## Your instructions
Collect every line of the items below that contains the word "truck".

## Records for processing
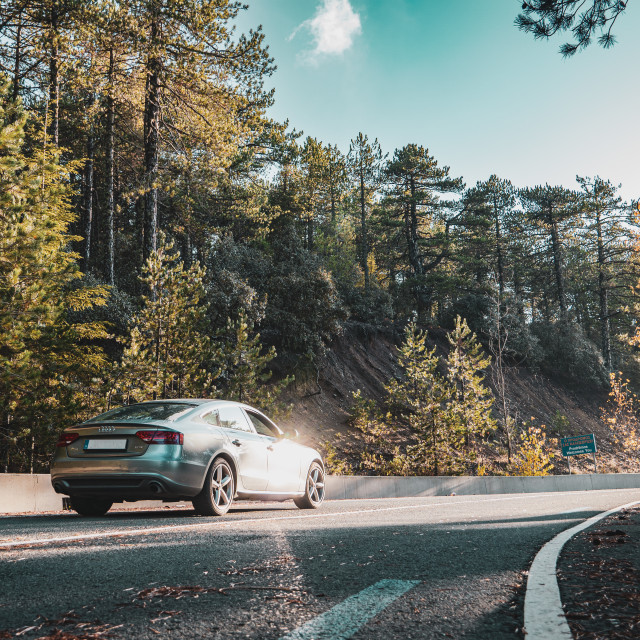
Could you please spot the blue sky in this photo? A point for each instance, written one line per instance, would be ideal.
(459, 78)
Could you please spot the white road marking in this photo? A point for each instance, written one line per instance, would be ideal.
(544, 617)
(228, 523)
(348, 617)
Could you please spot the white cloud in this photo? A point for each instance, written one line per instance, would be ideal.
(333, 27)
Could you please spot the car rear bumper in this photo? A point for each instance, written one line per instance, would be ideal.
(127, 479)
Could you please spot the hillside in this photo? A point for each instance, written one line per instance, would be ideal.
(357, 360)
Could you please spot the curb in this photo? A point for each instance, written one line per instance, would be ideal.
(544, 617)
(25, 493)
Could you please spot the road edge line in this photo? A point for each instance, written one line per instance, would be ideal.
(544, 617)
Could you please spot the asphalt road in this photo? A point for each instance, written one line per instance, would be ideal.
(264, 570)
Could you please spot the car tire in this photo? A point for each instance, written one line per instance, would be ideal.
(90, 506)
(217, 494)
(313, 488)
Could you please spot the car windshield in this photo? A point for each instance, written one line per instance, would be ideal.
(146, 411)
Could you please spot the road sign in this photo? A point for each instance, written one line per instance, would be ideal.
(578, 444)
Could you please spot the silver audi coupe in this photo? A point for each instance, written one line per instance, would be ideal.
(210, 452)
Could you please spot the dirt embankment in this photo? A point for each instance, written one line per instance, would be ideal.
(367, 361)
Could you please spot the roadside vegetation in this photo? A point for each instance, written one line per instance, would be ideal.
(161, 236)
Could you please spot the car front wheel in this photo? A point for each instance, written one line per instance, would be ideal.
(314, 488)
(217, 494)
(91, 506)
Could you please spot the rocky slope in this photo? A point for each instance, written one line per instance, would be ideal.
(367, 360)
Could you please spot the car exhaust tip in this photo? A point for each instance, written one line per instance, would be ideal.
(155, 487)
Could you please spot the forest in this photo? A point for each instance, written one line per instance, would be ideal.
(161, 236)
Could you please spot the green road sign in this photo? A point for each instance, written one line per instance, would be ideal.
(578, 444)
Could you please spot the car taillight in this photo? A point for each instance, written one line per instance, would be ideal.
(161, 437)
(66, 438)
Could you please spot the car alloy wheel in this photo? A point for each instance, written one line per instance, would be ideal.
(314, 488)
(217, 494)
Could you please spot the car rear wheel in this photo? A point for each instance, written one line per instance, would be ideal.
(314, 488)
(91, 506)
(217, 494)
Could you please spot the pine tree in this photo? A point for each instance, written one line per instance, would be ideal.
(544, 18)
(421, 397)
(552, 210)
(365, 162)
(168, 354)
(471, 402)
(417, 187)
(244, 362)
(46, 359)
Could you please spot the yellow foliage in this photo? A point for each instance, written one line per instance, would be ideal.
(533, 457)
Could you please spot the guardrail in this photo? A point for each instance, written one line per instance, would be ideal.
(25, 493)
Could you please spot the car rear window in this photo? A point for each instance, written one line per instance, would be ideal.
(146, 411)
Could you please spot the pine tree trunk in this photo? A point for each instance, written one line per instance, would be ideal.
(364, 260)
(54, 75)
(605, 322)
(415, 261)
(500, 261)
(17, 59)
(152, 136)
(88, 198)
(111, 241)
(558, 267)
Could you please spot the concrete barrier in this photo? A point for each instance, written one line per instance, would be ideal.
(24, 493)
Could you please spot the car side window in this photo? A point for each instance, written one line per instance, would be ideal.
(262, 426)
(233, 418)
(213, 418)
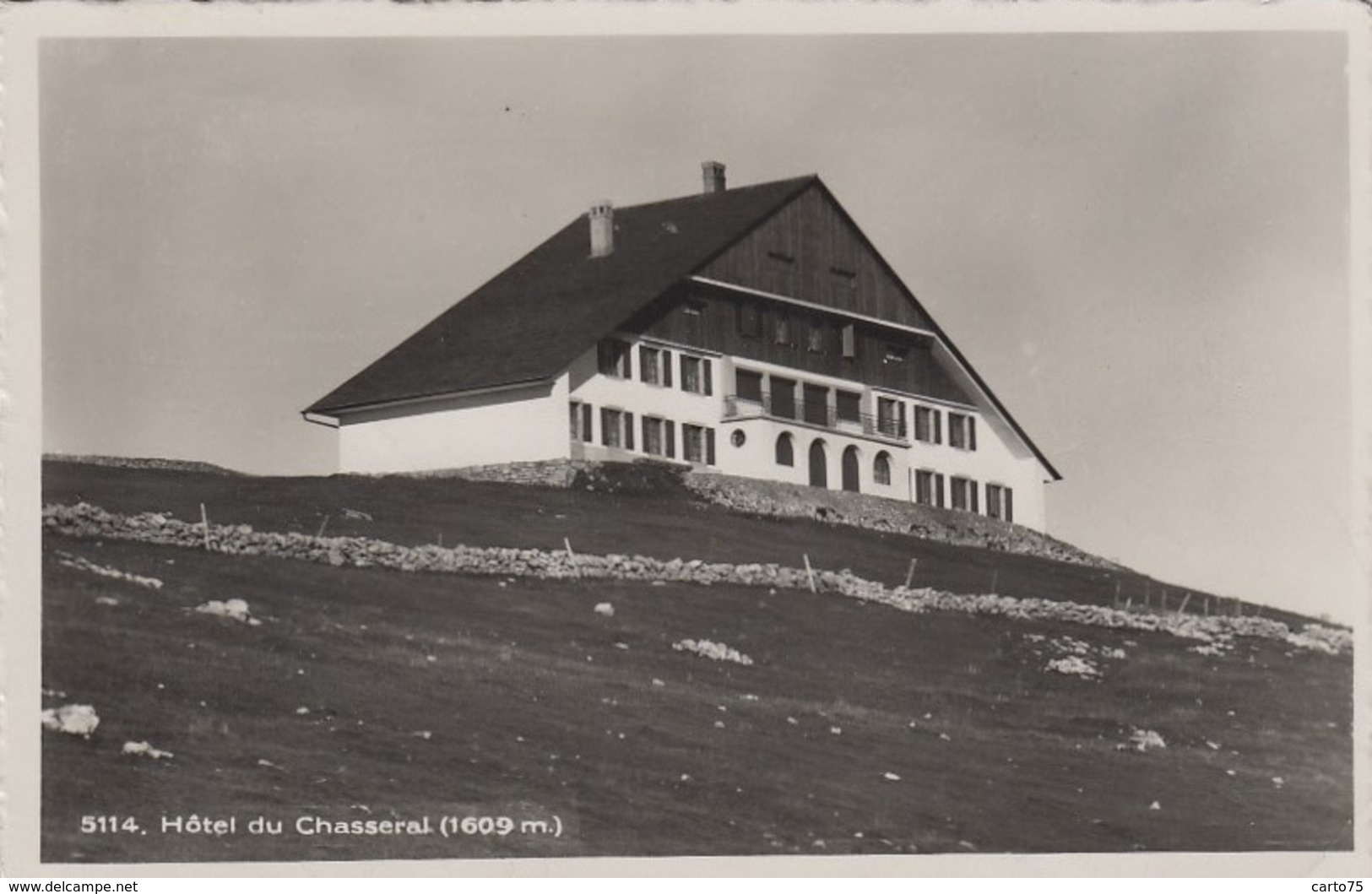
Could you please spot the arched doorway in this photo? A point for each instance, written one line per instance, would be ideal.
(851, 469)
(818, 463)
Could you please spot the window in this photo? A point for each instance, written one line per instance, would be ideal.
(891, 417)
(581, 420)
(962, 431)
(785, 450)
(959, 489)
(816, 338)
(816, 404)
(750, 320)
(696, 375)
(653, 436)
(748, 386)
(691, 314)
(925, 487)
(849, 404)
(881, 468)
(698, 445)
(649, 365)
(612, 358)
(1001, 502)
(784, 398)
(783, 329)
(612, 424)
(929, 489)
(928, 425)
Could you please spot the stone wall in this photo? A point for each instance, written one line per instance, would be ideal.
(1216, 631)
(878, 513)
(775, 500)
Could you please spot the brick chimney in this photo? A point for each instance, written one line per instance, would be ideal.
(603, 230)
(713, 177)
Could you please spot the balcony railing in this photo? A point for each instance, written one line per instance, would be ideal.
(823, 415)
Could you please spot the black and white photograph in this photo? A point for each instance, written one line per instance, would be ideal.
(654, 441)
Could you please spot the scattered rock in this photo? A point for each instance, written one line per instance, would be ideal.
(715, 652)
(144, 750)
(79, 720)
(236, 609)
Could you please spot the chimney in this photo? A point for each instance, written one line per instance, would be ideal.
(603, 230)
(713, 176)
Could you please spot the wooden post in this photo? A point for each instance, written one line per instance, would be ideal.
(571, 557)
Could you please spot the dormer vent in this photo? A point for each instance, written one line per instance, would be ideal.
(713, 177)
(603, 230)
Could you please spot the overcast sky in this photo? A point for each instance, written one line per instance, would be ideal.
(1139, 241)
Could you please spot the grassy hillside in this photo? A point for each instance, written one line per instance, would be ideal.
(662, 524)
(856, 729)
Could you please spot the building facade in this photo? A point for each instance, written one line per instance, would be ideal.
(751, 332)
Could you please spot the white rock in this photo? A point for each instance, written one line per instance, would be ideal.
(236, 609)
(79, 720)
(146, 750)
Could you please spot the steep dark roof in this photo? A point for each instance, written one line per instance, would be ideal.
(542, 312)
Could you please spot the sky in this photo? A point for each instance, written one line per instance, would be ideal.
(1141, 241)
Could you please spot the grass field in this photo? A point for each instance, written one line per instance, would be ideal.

* * *

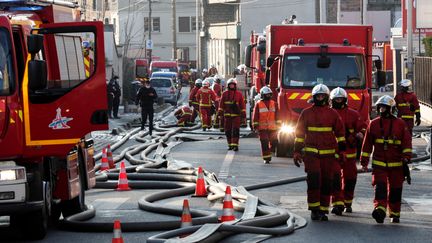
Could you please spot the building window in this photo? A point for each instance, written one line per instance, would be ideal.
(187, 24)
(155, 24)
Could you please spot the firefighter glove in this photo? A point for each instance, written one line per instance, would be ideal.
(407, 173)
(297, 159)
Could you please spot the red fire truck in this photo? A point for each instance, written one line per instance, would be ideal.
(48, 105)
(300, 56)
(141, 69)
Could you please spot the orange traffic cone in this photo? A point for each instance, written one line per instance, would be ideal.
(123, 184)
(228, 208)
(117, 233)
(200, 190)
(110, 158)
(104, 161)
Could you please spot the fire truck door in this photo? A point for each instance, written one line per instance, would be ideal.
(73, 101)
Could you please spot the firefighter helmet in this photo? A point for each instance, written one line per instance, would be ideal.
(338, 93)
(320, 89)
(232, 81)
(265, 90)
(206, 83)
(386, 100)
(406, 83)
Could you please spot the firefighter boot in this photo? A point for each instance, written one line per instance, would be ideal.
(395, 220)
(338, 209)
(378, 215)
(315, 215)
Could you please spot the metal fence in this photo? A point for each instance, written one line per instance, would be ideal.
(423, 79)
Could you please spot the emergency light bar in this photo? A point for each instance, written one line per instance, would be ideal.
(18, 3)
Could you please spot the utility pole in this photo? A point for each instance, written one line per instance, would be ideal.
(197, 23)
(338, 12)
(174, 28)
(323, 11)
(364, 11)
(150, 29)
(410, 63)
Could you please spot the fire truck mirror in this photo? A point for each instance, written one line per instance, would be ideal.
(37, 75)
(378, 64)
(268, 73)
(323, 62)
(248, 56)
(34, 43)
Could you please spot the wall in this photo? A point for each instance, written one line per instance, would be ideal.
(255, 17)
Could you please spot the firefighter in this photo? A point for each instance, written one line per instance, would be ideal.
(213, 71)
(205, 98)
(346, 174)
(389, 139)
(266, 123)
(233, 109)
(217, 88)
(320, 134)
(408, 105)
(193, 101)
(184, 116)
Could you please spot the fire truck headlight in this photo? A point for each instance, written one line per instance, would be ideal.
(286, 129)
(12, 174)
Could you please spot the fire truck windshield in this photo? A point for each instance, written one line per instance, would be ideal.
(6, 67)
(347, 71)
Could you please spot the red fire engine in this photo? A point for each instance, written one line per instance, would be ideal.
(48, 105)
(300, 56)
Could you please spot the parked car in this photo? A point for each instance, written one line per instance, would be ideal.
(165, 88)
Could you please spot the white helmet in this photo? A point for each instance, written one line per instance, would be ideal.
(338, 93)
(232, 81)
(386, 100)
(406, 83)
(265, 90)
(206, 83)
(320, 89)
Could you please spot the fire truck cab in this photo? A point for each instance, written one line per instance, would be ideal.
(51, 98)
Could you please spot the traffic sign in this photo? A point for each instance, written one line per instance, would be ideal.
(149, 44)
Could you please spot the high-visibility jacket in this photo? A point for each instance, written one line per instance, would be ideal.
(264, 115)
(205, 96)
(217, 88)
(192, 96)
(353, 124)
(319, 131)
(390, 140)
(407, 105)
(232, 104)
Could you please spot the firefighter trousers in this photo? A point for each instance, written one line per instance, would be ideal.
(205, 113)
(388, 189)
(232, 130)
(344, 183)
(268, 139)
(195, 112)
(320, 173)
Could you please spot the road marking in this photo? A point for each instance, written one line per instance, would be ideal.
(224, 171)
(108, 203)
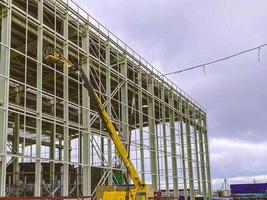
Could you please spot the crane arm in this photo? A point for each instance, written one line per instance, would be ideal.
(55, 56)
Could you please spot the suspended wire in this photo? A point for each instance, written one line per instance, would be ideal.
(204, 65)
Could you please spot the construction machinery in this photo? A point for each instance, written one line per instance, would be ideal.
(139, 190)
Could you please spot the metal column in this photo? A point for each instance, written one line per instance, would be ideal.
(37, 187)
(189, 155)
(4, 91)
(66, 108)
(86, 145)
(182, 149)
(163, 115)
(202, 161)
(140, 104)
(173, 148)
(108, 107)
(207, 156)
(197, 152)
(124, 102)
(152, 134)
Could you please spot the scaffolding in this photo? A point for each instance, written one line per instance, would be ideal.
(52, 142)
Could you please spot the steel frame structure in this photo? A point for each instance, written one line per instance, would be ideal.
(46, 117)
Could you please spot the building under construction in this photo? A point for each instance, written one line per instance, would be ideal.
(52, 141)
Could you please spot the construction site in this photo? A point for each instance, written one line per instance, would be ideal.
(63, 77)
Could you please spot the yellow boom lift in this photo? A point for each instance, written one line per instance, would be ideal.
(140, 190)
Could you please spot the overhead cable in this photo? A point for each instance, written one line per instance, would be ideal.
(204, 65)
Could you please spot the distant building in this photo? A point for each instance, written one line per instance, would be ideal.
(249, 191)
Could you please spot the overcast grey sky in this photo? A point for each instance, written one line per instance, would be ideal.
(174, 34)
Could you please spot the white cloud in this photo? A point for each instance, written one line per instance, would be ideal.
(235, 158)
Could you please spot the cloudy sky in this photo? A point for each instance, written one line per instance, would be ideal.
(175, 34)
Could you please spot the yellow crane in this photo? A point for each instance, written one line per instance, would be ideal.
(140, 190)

---

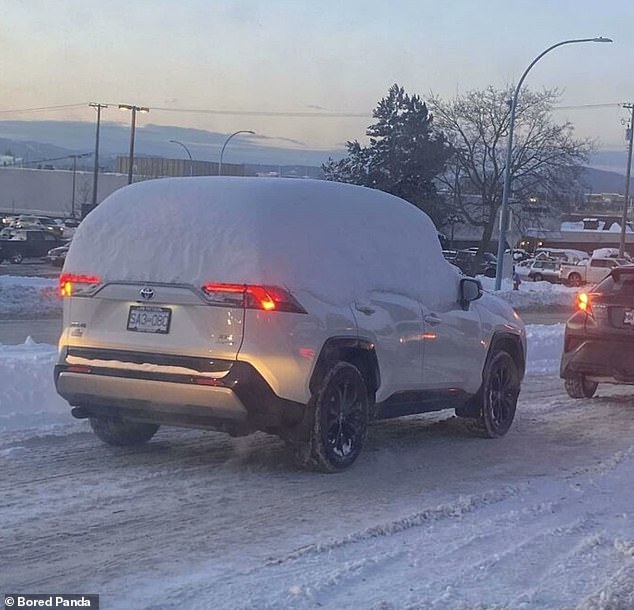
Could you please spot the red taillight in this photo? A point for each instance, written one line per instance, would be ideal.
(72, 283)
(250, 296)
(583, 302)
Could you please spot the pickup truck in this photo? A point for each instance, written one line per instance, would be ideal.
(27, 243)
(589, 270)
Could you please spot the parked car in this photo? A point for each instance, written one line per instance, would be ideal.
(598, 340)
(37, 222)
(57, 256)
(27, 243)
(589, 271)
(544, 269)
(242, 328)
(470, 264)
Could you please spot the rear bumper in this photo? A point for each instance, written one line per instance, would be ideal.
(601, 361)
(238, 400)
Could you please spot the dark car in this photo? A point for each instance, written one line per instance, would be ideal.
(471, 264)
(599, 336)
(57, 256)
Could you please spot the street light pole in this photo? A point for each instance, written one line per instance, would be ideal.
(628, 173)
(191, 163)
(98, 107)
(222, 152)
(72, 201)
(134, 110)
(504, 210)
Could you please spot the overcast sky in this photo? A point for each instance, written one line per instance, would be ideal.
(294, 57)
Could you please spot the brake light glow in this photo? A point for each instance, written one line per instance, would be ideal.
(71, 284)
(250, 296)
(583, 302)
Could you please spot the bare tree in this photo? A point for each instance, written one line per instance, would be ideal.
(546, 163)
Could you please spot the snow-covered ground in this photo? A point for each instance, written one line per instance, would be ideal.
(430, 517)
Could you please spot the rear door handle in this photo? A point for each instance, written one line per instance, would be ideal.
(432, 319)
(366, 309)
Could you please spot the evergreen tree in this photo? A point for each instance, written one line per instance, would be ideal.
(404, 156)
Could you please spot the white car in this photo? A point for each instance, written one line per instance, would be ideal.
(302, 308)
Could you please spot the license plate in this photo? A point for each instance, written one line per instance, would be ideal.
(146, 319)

## Answer to this task
Could you please spot the red fire truck in this photo? A point for each instance, written one line per instance, would be ideal.
Could you please spot the fire truck door in this photo? A point for each instance, written one line per instance, would be ideal.
Could you please spot the fire truck mirror in this photo? A point for each instance, written one line per instance, would be ideal.
Could you please spot the fire truck headlight in this photo? A point for each instance, written one line per instance, would be ideal.
Could you please spot the fire truck windshield in this photo? A point for each instance, written one line per instance, would be ideal.
Could you please spot the fire truck cab in this photo? A point for each instance, written one line per instance, would be ideal.
Could you please spot the pickup truck in this photo? A point for each instance, written one line per instance, would be ideal.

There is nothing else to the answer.